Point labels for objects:
________________________
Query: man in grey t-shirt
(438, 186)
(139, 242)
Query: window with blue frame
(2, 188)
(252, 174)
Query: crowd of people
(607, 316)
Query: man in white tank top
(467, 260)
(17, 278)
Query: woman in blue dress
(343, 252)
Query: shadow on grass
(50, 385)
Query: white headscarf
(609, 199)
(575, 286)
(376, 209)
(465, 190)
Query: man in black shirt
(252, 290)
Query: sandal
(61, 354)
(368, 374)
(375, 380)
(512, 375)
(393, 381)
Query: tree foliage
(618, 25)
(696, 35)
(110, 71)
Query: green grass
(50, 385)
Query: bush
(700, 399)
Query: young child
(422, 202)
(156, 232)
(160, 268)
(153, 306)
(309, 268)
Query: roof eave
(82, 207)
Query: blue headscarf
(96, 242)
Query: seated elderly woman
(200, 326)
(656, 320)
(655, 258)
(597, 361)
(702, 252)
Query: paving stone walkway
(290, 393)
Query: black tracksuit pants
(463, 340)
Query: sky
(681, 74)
________________________
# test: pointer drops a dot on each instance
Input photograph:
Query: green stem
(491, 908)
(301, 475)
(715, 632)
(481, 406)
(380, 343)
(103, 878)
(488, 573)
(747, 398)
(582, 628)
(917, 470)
________________________
_EXERCISE INSTRUCTIONS_: Return each line of the data above that contains the string "woman".

_ANSWER IN FULL_:
Query: woman in blue dress
Query: seated elderly woman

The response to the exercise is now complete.